◆ Text provided:
*** Begin section ***
In my notes, I preached this passage on Septermber 9, 2001. Two days before “911”. Since that time we have had the crises of 911, and the two wars that followed, and for the last 18 months or so we have had a financial crisis worse than any since the Great Depression. Major banks and financial firms have fallen. General Motors is owned, for now, by we the people. Now that the flu season is here, we await 190,000,000 F1N1 flu shots to become available.
Israel’s crisis was greater than ours – we are not on the brink of being conquered, nor will any of us be hauled off across the border to another country far from home. Yet, can theology be our counselor?
Isaiah 40:12-17 ESV
Who has measured the waters in the hollow of his hand
and marked off the heavens with a span,
enclosed the dust of the earth in a measure
and weighed the mountains in scales
and the hills in a balance?
 Who has measured the Spirit of the Lord,
or what man shows him his counsel?
*** End section ***
◆ Records supplied:
*** Begin section ***
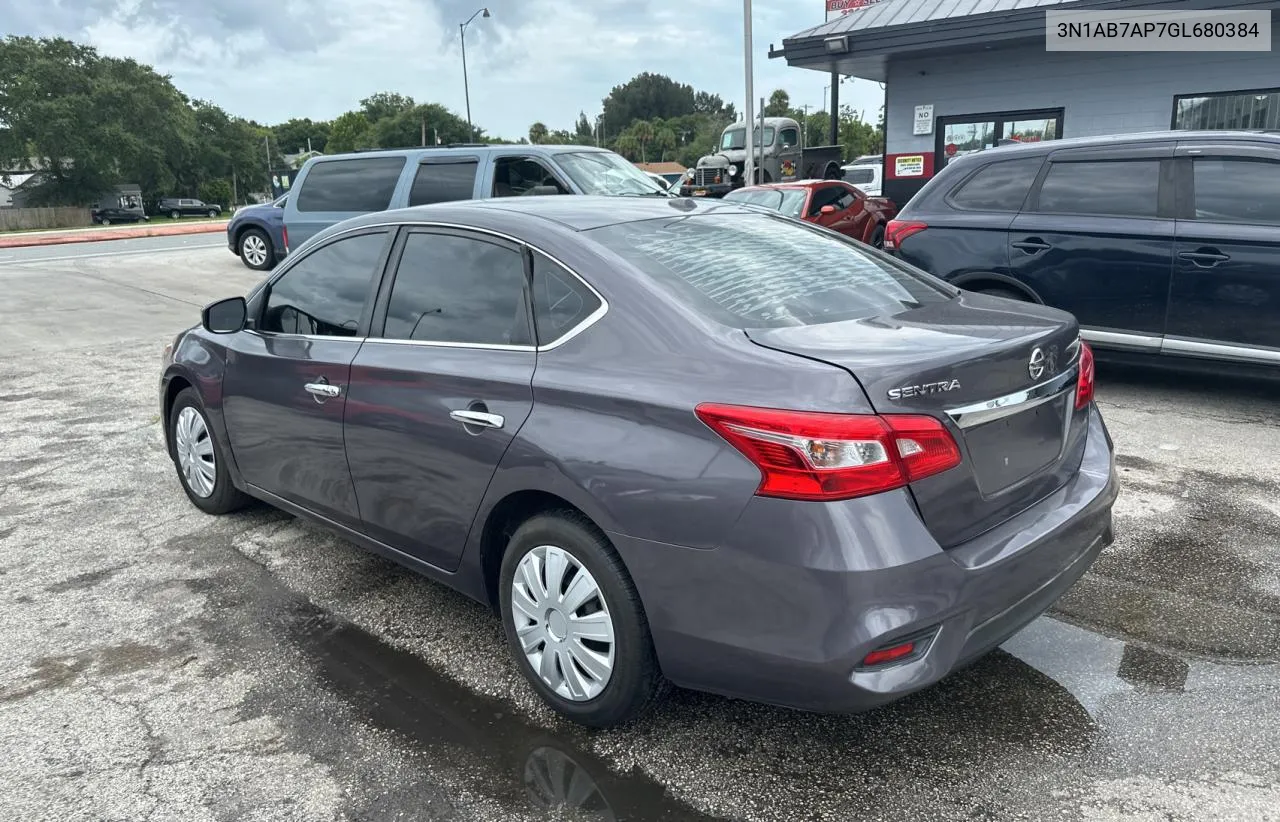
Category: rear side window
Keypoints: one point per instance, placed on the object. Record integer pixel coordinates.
(458, 290)
(364, 185)
(561, 301)
(1105, 188)
(324, 293)
(443, 182)
(1237, 191)
(999, 186)
(766, 272)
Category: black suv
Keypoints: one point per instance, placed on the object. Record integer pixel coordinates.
(182, 206)
(1162, 242)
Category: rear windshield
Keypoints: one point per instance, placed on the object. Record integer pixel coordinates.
(789, 201)
(754, 270)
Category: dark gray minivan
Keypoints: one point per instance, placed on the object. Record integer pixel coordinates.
(333, 188)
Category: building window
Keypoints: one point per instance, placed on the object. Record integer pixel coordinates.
(1228, 110)
(958, 136)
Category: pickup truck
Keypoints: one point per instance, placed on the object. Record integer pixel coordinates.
(337, 187)
(782, 159)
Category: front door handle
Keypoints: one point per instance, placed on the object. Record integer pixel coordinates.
(323, 389)
(478, 418)
(1205, 257)
(1032, 245)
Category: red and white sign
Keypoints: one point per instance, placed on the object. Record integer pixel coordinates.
(840, 8)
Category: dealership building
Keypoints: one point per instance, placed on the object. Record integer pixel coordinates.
(964, 76)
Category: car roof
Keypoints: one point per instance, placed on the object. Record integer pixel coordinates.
(576, 213)
(1128, 140)
(462, 149)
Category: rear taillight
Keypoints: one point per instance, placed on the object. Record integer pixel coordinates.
(1084, 382)
(804, 455)
(897, 231)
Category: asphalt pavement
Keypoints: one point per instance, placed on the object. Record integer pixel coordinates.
(158, 663)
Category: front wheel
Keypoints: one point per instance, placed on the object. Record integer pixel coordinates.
(199, 460)
(575, 622)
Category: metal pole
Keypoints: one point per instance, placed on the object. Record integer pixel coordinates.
(466, 87)
(749, 115)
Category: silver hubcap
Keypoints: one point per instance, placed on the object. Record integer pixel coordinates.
(254, 250)
(195, 452)
(563, 622)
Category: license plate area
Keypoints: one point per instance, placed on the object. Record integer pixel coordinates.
(1011, 448)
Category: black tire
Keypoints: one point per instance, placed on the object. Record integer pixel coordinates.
(635, 684)
(225, 497)
(1008, 293)
(268, 261)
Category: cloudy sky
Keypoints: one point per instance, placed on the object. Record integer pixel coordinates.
(531, 60)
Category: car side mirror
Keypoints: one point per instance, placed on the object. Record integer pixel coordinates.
(224, 316)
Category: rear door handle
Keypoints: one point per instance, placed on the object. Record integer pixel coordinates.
(1205, 257)
(323, 389)
(1032, 245)
(478, 418)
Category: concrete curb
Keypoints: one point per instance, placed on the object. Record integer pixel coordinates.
(22, 241)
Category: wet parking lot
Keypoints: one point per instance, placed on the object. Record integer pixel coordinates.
(156, 663)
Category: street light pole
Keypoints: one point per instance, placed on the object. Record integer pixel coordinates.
(466, 87)
(749, 114)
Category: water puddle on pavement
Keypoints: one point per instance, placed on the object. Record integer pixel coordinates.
(547, 775)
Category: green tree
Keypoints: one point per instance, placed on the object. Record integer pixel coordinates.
(644, 97)
(778, 104)
(348, 132)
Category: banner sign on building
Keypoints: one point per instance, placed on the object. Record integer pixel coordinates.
(840, 8)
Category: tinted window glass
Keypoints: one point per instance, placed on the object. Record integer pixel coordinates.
(458, 290)
(1237, 191)
(1000, 186)
(766, 272)
(561, 301)
(443, 182)
(324, 293)
(1115, 187)
(351, 185)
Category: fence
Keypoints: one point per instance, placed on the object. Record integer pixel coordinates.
(26, 219)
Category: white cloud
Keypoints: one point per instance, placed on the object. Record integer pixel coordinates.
(531, 60)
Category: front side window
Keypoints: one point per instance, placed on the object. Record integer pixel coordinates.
(999, 186)
(1228, 110)
(766, 272)
(355, 186)
(458, 290)
(1237, 191)
(735, 138)
(517, 177)
(1104, 188)
(443, 182)
(789, 201)
(324, 293)
(561, 301)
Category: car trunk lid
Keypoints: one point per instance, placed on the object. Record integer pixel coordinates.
(1001, 375)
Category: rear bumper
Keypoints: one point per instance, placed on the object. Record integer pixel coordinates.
(800, 593)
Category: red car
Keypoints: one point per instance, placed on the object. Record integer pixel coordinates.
(831, 204)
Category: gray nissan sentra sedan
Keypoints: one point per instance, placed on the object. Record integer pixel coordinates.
(667, 441)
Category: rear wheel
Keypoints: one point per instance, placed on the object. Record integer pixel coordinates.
(575, 624)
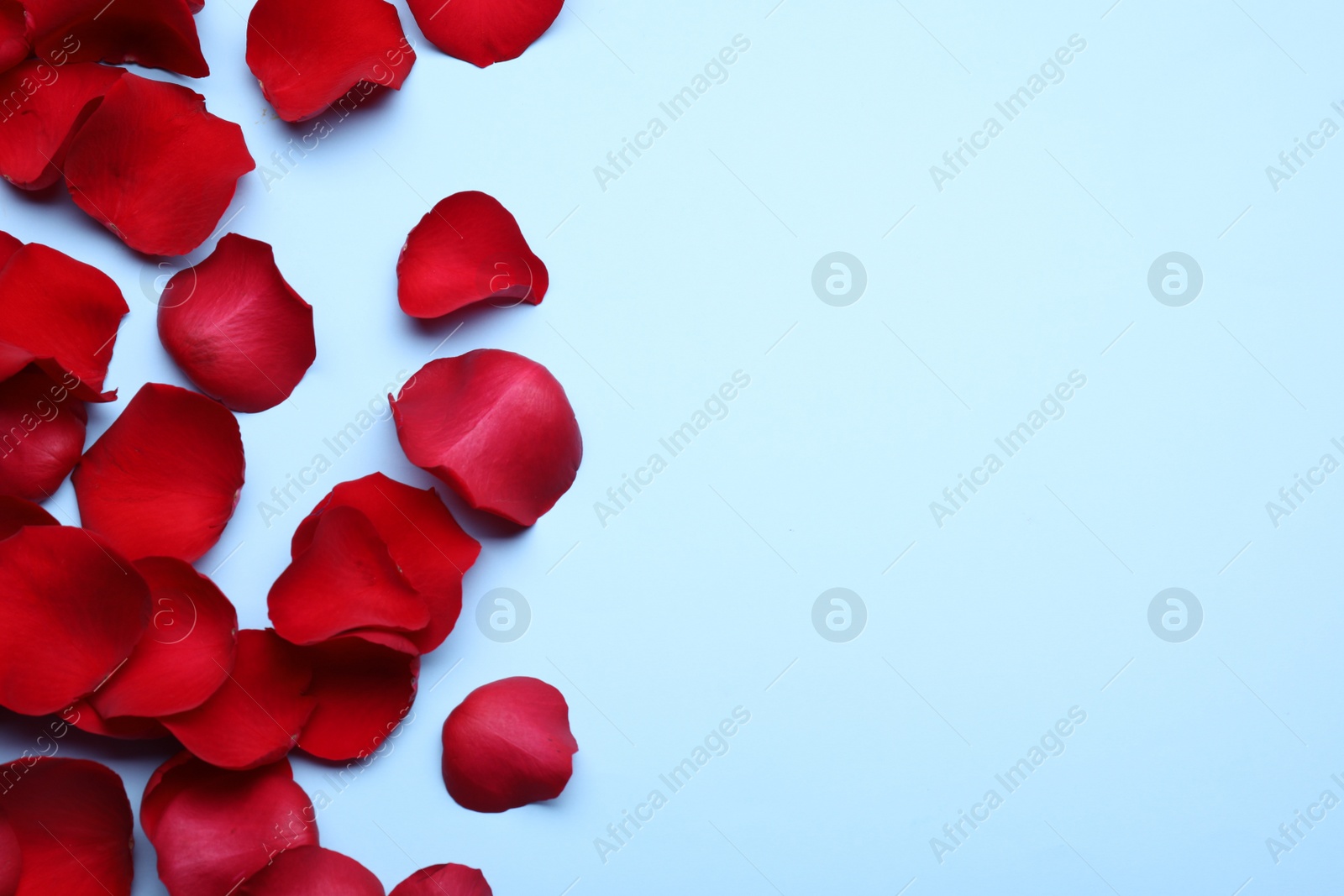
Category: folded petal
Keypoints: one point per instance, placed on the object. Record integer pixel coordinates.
(468, 249)
(154, 167)
(308, 54)
(73, 824)
(508, 745)
(73, 611)
(495, 426)
(484, 31)
(165, 479)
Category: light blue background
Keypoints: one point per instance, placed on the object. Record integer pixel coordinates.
(696, 598)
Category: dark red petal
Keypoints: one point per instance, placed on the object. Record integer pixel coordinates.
(154, 167)
(496, 427)
(508, 745)
(421, 537)
(344, 580)
(156, 34)
(183, 656)
(237, 328)
(165, 476)
(308, 54)
(74, 828)
(484, 31)
(44, 105)
(363, 692)
(73, 610)
(467, 249)
(257, 714)
(214, 828)
(60, 313)
(444, 880)
(42, 432)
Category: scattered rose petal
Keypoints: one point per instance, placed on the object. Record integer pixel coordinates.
(508, 745)
(257, 714)
(496, 427)
(484, 31)
(154, 167)
(468, 249)
(183, 656)
(308, 55)
(42, 432)
(237, 328)
(73, 610)
(73, 824)
(165, 476)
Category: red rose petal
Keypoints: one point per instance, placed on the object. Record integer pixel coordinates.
(307, 54)
(496, 427)
(73, 824)
(73, 610)
(468, 249)
(156, 34)
(42, 432)
(154, 167)
(45, 105)
(165, 476)
(423, 537)
(214, 828)
(344, 580)
(183, 656)
(484, 31)
(508, 745)
(237, 328)
(60, 313)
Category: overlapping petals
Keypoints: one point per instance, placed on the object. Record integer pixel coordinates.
(237, 328)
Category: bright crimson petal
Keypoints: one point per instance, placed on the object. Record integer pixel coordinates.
(468, 249)
(484, 31)
(40, 434)
(60, 313)
(508, 745)
(496, 427)
(183, 656)
(73, 610)
(154, 167)
(308, 54)
(73, 824)
(165, 476)
(237, 328)
(257, 714)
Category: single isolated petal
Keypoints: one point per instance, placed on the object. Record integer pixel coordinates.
(40, 437)
(73, 611)
(60, 313)
(468, 249)
(484, 31)
(44, 107)
(495, 426)
(257, 714)
(309, 54)
(508, 745)
(183, 656)
(363, 692)
(73, 824)
(423, 537)
(165, 476)
(237, 328)
(214, 828)
(154, 167)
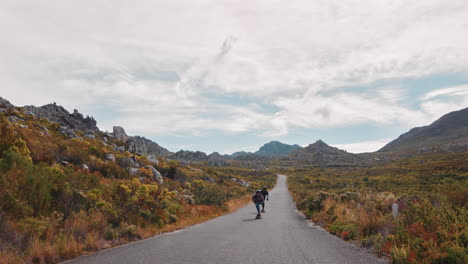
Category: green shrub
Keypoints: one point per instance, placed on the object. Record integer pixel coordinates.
(209, 194)
(346, 230)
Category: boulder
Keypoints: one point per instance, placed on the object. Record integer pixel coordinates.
(127, 162)
(5, 103)
(157, 175)
(89, 134)
(119, 133)
(58, 114)
(68, 132)
(143, 146)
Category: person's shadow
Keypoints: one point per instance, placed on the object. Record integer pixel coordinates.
(249, 220)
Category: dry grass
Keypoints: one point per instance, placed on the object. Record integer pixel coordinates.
(42, 252)
(9, 257)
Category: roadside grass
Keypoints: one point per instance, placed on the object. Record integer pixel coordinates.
(355, 203)
(51, 210)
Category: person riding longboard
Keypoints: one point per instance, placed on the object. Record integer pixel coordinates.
(265, 197)
(258, 199)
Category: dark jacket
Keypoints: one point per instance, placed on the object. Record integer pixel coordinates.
(257, 198)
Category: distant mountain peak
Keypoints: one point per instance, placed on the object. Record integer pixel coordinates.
(276, 148)
(449, 128)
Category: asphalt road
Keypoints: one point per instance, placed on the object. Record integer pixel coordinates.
(281, 236)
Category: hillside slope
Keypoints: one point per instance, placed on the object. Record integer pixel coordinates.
(68, 188)
(449, 128)
(276, 148)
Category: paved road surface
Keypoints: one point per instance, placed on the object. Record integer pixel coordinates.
(282, 236)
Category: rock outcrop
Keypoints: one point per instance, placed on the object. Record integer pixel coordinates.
(276, 148)
(5, 104)
(58, 114)
(142, 146)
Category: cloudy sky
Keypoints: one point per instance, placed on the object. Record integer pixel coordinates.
(232, 75)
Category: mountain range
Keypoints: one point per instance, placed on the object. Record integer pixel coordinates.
(450, 132)
(450, 128)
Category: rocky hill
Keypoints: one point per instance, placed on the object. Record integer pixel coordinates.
(320, 153)
(450, 129)
(276, 148)
(72, 124)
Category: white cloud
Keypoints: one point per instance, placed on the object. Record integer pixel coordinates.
(153, 62)
(365, 146)
(460, 90)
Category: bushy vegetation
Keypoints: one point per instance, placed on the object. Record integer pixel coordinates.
(355, 203)
(61, 197)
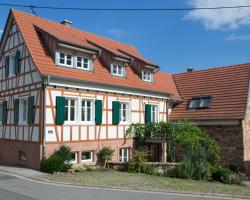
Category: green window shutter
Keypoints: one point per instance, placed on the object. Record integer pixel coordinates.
(31, 110)
(16, 111)
(17, 62)
(147, 113)
(124, 71)
(5, 113)
(60, 110)
(98, 112)
(7, 64)
(116, 105)
(91, 66)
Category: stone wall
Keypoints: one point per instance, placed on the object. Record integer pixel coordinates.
(9, 153)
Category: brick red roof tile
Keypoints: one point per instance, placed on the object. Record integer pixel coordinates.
(163, 83)
(228, 87)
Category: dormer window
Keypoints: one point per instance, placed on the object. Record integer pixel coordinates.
(82, 63)
(200, 102)
(147, 76)
(71, 59)
(118, 70)
(65, 59)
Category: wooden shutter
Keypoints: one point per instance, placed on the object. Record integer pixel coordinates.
(31, 110)
(7, 64)
(17, 62)
(16, 111)
(124, 71)
(147, 113)
(98, 112)
(60, 110)
(91, 66)
(5, 113)
(116, 105)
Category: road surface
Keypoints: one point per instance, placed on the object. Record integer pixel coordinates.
(18, 188)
*** End section ***
◆ What you need to do:
**a)** According to the sermon excerpt, who owns General Motors for now?
**b)** Reproduce the sermon excerpt from "Isaiah 40:12-17 ESV" up to and including "in a balance?".
This work doesn't need the data.

◆ Expected outputs:
**a)** We the people.

**b)**
Isaiah 40:12-17 ESV
Who has measured the waters in the hollow of his hand
and marked off the heavens with a span,
enclosed the dust of the earth in a measure
and weighed the mountains in scales
and the hills in a balance?